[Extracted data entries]
####
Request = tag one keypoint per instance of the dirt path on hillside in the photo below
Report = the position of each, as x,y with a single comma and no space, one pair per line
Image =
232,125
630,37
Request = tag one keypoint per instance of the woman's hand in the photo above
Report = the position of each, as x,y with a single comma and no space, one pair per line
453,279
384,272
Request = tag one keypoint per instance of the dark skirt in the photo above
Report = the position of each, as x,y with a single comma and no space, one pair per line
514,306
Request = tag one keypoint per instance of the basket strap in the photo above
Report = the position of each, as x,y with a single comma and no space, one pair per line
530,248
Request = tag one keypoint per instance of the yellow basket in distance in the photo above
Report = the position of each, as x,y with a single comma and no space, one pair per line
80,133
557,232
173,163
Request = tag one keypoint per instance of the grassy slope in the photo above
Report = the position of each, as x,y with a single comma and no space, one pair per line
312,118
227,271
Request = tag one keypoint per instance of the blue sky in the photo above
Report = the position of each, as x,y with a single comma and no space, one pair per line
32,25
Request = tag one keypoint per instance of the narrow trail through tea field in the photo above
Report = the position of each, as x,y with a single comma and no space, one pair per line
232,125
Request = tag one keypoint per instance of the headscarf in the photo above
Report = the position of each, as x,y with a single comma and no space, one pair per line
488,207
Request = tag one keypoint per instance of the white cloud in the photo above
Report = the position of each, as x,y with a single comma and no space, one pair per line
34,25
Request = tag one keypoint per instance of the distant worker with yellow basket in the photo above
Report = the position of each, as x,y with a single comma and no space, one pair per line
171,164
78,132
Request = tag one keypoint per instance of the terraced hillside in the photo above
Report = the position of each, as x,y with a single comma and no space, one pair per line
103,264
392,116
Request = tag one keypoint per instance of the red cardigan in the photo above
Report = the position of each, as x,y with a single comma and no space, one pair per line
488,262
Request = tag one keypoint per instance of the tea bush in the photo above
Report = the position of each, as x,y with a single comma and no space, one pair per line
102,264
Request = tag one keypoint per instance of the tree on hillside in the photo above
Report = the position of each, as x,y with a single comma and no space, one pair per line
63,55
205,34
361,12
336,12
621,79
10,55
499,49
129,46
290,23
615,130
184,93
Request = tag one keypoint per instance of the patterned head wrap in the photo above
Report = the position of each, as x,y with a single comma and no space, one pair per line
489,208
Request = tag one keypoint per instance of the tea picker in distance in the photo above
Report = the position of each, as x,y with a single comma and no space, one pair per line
####
Goal -
Reproduce the whole listing above word for word, keeping every line in its original order.

Answer in full -
Request = tag one keypoint per instance of the dirt path on hillside in the photo below
Report = the position of each, as x,y with a single comma and no space, one pair per line
Image =
232,125
630,37
Request = tag one keypoint per instance of the woman's hand in the photo above
Report = the position of each, as x,y with a single comma and no space, one pair per line
453,279
384,272
Request = tag one keypoint per instance of the dark skirt in the photo above
Report = the position of each, as x,y with a single comma and no space, one pair per line
514,306
Request = tag one keypoint per instance of the basket strap in the photo above
Report = the position of each, as x,y with a single comma and no space, one pair per line
530,248
Request = tag one keypoint per instance of the yellow basket in distance in the photo above
Report = the position of each, as x,y with a single comma and no space, one pair per line
80,133
557,232
173,163
Request = tag one keypoint per instance of the grassy slope in the photo above
Report = the position of each, as x,y with a single comma and no space, one pair per line
312,118
227,271
Request = tag one keypoint per instance of the blue sky in the photo above
Report = the position of each, as x,y with a single comma and no space, one pair per line
32,25
Request = tag one keypoint per instance of the narrow trail through tea field in the photo above
Report = the position of each, as x,y with a single comma and no space, one pair per line
232,125
Request = tag one keypoint per instance of the headscarf in the photo above
Report = the position of each, as x,y with a single comma and no space, one pair per line
488,207
Request = tag one keypoint per instance of the white cloud in the photo above
Report = the position of each, as x,y with a single comma and no space, one pair per line
34,25
Request = tag one keypoint per instance of the distant worker with yellow basket in the photo above
Report = the position of each, as x,y with a single comma and no space, one pair per line
171,164
78,132
Request = tag one keypoint per instance of the terraced hillside in the photo above
Report = the position of each, as x,y with a single comma and no space, one pair per line
103,264
392,116
Request = tag one keypoint per instance of the red cardigan in the photo above
Report = the position of each, as x,y with a single comma and no space, one pair per line
488,262
Request = tag one keypoint per instance of the tea bush in the photo above
Report = the position of each, as x,y with a single comma and no space, one pair per line
102,264
Request = tag one keypoint per instance of the tree on hillside in the photo above
Report = the position of each, as x,y with a single comma and no space, one pair per line
63,55
205,34
361,12
336,12
621,79
10,55
499,49
129,46
290,23
615,130
184,93
Request = tag one keypoint per instance of the patterned head wrap in the photo above
Report = the position of each, as x,y with a single comma and no space, one pair per line
489,208
Request = tag one keypoint per instance of the tea picker in distance in the photo above
Report = the position of each, as x,y with a single comma and no space, one pair per line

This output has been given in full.